● Written instruction 1:
Reproduce the records word for word, starting at the line that contains "One dot per instance of the saluting" and continuing through the end of the records. Leave the pictures out of your answer.

** start Source extract **

John Dennett (1790–1852) was an English inventor and antiquary. He invented Dennett's Life-Saving Rocket Apparatus for saving shipwrecked crewmen in 1832, and was made custodian of Carisbrooke Castle. He contributed to journal of British Archaeological Association.

Life 
John Dennett of Newport, Isle of Wight, was born in 1790.

"Dennett's" rockets 
In 1832, or about 1826, he invented the life-saving rocket apparatus (known as "Dennett's") for conveying a rope from the shore to a shipwrecked crew. Manby had previously employed for this purpose a grappling shot fired from a mortar. Dennett's apparatus "resembled the old skyrocket", but had "an iron case instead of a paper one, and a pole eight feet long instead of a mere stick"; it weighed 23 lbs. (10.4 kg), was propelled by 9 lbs. (4 kg) of composition, and had a range of 250 yards (228.6 m). Dennett subsequently increased the range to 400 yards (365.8 m) by placing two rockets side by side on the same stick. But the action of these parallel rockets was unsatisfactory. A ship's crew off Bembridge, in the Isle of Wight, having been saved by means of Dennett's rocket, the board of customs had the apparatus supplied in 1834 to several coastguard stations. It was superseded in official use by the adoption of Boxer's rocket in 1865. Dennett's rockets are said to have been sent to all parts of the world, and to have won for their inventor several honours from foreign sovereigns.

** end Source extract **
** start Data provided **

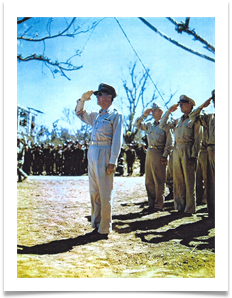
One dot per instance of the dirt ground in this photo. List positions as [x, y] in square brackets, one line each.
[54, 234]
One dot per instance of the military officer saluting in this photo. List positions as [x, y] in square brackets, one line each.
[208, 122]
[159, 147]
[187, 144]
[104, 149]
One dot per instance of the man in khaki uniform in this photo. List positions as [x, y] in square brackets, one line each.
[201, 172]
[208, 122]
[159, 147]
[105, 146]
[187, 144]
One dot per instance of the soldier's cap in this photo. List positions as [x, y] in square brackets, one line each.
[107, 89]
[155, 106]
[186, 99]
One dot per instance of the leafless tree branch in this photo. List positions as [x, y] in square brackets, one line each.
[175, 42]
[184, 27]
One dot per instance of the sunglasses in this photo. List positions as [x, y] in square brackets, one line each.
[101, 93]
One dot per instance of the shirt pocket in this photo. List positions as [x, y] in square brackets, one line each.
[105, 126]
[188, 130]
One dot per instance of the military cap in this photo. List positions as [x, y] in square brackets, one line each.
[107, 89]
[155, 106]
[184, 98]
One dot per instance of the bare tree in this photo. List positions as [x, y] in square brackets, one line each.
[27, 34]
[180, 27]
[135, 92]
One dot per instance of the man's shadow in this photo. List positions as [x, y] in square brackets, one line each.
[59, 246]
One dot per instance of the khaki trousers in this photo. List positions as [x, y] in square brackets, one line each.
[211, 181]
[201, 177]
[183, 179]
[100, 188]
[155, 176]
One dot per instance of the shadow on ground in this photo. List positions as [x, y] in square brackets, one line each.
[59, 246]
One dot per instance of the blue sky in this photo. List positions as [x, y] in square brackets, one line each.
[106, 58]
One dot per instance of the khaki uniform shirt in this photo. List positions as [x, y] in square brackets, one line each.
[208, 122]
[107, 126]
[186, 132]
[157, 137]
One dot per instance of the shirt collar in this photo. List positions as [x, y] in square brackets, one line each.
[106, 110]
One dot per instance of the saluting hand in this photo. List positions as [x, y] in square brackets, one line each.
[147, 112]
[173, 108]
[87, 95]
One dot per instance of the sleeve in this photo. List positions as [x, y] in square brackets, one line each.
[140, 125]
[87, 117]
[168, 144]
[164, 124]
[117, 138]
[195, 116]
[197, 139]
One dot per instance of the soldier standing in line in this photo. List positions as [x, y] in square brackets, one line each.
[169, 177]
[79, 159]
[201, 172]
[187, 144]
[48, 159]
[67, 155]
[130, 159]
[20, 161]
[141, 153]
[58, 160]
[38, 159]
[105, 146]
[159, 147]
[208, 122]
[27, 160]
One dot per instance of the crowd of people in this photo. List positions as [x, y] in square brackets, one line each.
[70, 158]
[178, 153]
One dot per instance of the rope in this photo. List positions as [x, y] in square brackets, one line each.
[141, 62]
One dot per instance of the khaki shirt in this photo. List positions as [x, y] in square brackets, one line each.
[157, 137]
[185, 132]
[107, 126]
[208, 122]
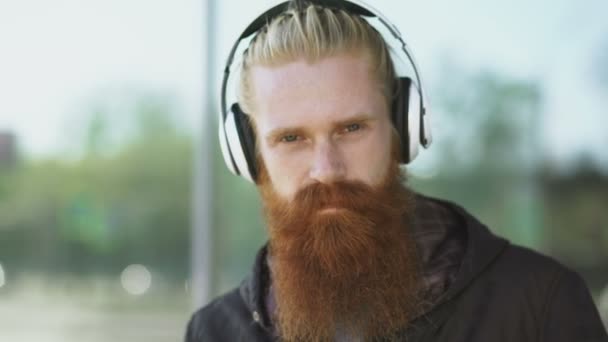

** end Data provided **

● Written instruction 2:
List each year mentioned in the passage on John Dennett, naming each one only once.

● Full solution 1:
One dot per instance of the saluting hand in this photo. List positions as [x, y] in square brackets, one line each.
[147, 112]
[173, 108]
[87, 95]
One dot per instance of the sleeve in this photo. List positions as [x, y] in square brackets, one line each.
[140, 125]
[87, 117]
[168, 144]
[164, 124]
[117, 138]
[195, 116]
[197, 139]
One dot per instance of the soldier standing in line in this photo. List positions as [x, y] in square brackets, one line each.
[169, 177]
[79, 159]
[201, 172]
[187, 144]
[48, 159]
[67, 155]
[130, 159]
[20, 161]
[141, 153]
[58, 160]
[38, 159]
[105, 146]
[159, 147]
[208, 122]
[27, 160]
One dot per instance of the crowd of people in this photo. List positions as [x, y] in square brackets, one line each.
[70, 158]
[178, 153]
One dot per instance of the rope in this photo. List positions as [x, y] in square brackets, one line each.
[141, 62]
One dot per instance of the khaki shirt in this photo. List positions as [x, y] in square brackets, one line each.
[157, 137]
[185, 132]
[107, 126]
[208, 122]

● Full solution 2:
1790
1852
1832
1826
1834
1865